WHAT IS NEEDED: Find the line containing "Could you point at the grassy hillside". Retype it and every line after it through the end of the entries, exactly as written, with nothing added.

Items from a data source:
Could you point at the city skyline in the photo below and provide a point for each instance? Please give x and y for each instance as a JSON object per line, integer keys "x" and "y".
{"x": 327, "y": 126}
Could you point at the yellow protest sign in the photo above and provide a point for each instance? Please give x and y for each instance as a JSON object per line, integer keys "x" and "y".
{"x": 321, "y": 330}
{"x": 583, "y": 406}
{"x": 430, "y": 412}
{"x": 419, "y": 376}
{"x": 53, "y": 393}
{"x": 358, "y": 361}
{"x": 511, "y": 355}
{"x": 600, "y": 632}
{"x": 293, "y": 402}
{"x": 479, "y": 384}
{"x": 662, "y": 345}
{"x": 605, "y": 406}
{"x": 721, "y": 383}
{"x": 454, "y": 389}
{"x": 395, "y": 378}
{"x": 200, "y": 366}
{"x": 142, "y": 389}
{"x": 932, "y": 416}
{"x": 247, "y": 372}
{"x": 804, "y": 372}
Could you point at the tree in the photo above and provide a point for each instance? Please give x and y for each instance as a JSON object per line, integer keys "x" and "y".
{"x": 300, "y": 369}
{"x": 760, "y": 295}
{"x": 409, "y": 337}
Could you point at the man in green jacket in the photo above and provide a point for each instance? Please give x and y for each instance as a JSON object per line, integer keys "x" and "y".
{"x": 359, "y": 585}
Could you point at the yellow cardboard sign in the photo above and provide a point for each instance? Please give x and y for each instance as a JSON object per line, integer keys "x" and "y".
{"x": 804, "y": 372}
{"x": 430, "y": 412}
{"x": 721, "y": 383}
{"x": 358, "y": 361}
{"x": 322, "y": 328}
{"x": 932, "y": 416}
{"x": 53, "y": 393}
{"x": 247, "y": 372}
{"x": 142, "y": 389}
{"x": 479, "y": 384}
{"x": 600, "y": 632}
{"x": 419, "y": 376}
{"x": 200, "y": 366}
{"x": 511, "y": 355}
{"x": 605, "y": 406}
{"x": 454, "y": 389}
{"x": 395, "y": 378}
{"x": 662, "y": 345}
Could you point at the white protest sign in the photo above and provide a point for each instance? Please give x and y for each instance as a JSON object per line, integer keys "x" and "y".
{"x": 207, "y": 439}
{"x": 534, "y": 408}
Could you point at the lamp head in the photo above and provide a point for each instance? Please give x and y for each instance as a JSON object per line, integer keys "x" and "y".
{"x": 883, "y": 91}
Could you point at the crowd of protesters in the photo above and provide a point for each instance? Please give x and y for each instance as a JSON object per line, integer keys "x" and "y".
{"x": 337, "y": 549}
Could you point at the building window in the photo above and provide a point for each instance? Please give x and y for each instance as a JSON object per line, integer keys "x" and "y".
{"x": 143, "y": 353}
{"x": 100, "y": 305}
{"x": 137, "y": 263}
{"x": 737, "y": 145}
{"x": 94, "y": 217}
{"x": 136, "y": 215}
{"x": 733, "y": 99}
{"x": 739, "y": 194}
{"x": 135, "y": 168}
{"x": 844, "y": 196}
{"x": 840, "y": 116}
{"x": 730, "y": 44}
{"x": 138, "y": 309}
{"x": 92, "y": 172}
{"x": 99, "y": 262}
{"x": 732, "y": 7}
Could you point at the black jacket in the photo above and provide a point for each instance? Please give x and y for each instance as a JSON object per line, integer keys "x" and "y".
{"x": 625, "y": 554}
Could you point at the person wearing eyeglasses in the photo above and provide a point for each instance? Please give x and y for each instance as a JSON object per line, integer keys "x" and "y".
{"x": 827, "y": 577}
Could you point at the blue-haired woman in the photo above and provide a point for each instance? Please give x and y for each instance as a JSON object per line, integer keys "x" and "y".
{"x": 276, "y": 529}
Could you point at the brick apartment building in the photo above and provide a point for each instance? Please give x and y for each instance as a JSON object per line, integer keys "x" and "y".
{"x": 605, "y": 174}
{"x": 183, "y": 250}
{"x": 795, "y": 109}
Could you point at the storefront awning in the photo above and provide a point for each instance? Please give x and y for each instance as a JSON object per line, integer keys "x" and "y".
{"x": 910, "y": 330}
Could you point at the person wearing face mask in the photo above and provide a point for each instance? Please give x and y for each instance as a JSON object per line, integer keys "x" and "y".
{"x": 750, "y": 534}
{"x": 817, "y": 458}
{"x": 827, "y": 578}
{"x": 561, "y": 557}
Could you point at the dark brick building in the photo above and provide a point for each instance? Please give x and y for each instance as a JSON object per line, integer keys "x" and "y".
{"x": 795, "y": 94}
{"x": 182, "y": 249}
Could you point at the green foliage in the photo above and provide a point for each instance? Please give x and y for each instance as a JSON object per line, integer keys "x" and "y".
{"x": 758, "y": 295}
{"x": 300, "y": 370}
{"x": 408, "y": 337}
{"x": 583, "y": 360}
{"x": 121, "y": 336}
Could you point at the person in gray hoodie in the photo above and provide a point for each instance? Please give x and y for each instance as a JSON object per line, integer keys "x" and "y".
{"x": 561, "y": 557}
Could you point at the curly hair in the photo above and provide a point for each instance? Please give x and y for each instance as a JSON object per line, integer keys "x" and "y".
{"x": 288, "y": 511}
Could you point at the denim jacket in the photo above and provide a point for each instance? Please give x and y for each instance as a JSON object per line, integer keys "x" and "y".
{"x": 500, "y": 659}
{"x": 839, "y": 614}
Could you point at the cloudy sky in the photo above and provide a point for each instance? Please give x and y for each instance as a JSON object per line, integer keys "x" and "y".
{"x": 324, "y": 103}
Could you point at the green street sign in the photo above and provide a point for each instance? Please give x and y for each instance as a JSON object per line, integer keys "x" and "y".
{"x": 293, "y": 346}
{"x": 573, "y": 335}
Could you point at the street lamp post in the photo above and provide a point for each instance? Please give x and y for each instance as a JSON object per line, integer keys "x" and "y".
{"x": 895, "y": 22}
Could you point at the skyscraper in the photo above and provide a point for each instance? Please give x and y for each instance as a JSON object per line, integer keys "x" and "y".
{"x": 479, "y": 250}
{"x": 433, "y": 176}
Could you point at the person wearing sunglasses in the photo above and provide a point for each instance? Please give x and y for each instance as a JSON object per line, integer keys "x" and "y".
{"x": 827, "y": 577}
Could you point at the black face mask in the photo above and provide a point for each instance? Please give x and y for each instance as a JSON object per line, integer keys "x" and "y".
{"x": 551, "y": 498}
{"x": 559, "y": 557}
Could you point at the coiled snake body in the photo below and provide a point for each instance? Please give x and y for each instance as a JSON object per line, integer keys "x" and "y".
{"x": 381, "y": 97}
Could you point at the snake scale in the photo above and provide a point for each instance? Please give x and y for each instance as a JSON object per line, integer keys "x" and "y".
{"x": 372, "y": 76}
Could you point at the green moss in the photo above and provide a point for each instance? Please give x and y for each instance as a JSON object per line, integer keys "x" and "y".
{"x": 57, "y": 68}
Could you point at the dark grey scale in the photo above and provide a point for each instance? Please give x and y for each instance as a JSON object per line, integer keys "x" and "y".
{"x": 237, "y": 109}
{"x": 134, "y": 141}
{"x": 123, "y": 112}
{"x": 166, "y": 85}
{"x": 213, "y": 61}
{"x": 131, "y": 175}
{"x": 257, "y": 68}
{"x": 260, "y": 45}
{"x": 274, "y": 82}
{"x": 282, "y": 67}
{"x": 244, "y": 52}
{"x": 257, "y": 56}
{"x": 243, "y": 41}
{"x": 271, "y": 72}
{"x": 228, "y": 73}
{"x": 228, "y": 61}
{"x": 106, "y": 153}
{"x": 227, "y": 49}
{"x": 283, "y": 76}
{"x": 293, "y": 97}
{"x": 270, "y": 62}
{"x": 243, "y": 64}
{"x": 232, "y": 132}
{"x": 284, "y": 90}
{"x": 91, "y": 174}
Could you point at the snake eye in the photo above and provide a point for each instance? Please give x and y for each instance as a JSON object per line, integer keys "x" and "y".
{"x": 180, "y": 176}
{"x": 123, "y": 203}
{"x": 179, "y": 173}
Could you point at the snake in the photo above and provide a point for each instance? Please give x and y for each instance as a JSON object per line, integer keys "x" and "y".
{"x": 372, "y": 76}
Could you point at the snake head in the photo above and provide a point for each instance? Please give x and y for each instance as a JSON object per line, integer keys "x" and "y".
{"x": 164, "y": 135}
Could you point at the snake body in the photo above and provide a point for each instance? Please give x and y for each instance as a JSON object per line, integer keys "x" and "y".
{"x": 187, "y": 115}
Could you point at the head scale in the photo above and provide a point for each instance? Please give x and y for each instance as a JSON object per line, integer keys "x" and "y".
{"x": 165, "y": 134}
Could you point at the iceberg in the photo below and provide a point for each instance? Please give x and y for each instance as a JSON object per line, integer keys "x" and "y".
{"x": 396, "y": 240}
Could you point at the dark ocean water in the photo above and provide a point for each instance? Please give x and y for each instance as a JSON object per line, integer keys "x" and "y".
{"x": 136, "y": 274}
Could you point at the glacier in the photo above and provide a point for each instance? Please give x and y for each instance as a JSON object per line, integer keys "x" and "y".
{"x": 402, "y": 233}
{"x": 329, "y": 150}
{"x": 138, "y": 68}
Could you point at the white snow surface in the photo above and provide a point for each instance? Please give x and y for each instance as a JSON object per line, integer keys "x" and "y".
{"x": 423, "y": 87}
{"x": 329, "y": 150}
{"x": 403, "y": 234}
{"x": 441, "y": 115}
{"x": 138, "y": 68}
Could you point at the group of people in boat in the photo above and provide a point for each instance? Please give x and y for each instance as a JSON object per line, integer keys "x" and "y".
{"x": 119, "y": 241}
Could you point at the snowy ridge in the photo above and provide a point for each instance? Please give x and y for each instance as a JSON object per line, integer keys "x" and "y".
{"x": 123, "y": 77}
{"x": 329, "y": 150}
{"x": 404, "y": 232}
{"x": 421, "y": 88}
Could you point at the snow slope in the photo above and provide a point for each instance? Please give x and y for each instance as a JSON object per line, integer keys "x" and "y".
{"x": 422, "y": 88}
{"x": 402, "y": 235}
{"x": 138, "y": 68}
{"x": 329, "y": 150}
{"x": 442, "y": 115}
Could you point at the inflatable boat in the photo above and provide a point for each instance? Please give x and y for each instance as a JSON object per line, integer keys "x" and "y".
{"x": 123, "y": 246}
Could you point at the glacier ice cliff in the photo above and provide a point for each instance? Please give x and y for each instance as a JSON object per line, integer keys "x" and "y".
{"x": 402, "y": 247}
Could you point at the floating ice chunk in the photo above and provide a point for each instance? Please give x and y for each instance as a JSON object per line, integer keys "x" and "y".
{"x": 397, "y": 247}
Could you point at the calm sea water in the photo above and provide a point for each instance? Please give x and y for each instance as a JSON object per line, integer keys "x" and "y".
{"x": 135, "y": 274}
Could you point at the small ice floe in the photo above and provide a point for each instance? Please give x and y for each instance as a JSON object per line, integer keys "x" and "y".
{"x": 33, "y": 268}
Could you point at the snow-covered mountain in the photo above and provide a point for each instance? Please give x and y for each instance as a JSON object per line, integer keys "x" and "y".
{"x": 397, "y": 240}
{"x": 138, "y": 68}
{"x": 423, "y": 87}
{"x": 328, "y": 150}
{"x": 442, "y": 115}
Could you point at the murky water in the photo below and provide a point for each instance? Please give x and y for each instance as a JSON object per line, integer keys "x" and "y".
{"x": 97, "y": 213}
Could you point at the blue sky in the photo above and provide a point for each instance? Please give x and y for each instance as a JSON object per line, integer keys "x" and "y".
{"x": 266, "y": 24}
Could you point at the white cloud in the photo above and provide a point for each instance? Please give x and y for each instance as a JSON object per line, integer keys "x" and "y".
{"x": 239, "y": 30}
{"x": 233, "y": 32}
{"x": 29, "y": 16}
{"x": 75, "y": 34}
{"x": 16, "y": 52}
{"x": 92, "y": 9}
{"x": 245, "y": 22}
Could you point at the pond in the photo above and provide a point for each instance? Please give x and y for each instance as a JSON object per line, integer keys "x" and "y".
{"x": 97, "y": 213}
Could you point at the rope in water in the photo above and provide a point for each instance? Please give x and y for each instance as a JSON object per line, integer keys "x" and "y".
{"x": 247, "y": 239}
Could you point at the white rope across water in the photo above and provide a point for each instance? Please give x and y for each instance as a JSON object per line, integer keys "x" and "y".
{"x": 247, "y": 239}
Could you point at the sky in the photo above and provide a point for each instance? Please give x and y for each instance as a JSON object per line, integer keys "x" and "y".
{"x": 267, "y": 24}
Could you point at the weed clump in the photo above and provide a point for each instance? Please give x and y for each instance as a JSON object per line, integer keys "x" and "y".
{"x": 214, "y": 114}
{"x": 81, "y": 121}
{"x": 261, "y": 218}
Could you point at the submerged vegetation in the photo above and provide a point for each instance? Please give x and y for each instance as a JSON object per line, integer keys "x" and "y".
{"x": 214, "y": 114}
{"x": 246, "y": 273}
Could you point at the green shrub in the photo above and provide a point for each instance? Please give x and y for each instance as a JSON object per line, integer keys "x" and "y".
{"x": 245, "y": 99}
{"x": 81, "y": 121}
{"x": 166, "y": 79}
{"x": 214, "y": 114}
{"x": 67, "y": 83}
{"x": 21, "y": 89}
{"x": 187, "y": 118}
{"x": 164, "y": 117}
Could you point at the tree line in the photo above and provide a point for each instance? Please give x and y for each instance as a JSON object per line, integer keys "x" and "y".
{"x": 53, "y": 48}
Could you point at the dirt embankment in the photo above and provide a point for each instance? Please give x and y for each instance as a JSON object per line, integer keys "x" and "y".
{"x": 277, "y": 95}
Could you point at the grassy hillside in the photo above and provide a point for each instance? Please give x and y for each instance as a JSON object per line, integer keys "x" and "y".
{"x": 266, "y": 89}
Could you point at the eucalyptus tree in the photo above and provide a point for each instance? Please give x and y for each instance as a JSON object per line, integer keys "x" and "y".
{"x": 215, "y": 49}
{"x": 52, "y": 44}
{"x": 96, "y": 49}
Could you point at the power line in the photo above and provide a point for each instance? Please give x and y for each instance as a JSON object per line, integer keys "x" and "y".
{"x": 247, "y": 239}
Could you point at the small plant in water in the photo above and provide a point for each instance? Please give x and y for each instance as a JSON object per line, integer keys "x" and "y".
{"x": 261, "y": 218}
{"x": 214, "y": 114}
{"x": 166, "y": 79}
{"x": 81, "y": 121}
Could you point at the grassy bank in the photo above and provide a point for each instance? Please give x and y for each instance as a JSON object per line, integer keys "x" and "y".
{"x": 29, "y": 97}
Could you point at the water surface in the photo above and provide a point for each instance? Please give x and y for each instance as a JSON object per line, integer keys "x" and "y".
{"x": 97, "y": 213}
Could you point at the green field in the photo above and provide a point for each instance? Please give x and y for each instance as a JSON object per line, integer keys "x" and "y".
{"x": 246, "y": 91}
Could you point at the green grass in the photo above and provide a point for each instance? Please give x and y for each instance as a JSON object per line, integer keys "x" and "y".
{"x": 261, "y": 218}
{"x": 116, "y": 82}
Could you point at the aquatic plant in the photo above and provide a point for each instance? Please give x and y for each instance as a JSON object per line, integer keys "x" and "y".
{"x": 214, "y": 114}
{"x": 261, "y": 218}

ANSWER TO THE TASK:
Could you point at the grassy hillside in the photo above and provide a point for each instance? Please give x and y for each instance as a JSON object per line, integer keys "x" and "y".
{"x": 266, "y": 89}
Could you point at the eucalyptus tree in the photo above and provide a point for each instance? Please give x and y for each instance as a JSON object per line, integer keys "x" and "y".
{"x": 215, "y": 49}
{"x": 52, "y": 44}
{"x": 96, "y": 49}
Could you point at the power line in the photo above and provide a point for each instance? Please give x and y for each instance as a JSON object per line, integer keys "x" and "y".
{"x": 247, "y": 239}
Could you point at the small plant in water in the photo above and provide a point for each instance? Please give x and y for each instance as a JSON object per line, integer keys "x" and "y".
{"x": 261, "y": 218}
{"x": 214, "y": 114}
{"x": 166, "y": 79}
{"x": 81, "y": 121}
Could you point at the grassy bank in the photo above and provide a point for each instance? Please give x and y for each instance as a JSON object per line, integer keys "x" and "y".
{"x": 29, "y": 97}
Could you point at the water surface in the photo above and provide a point for each instance? Please give x and y for each instance as a JSON object per line, integer keys "x" and "y".
{"x": 97, "y": 213}
Could you point at the green field in the photo above and provide a point for each instance? Please give x and y for each instance as a JSON object per line, integer keys "x" and "y".
{"x": 246, "y": 91}
Could you point at the green grass in the photo above and provide a point for each instance? Please give x and y for each instance as a JSON object per line, integer keys "x" and "y".
{"x": 261, "y": 218}
{"x": 116, "y": 82}
Could you point at the aquatic plant in the photo above and provide a point for each instance? Please give x and y for each instance as a JSON object per line, integer keys "x" and "y".
{"x": 214, "y": 114}
{"x": 261, "y": 218}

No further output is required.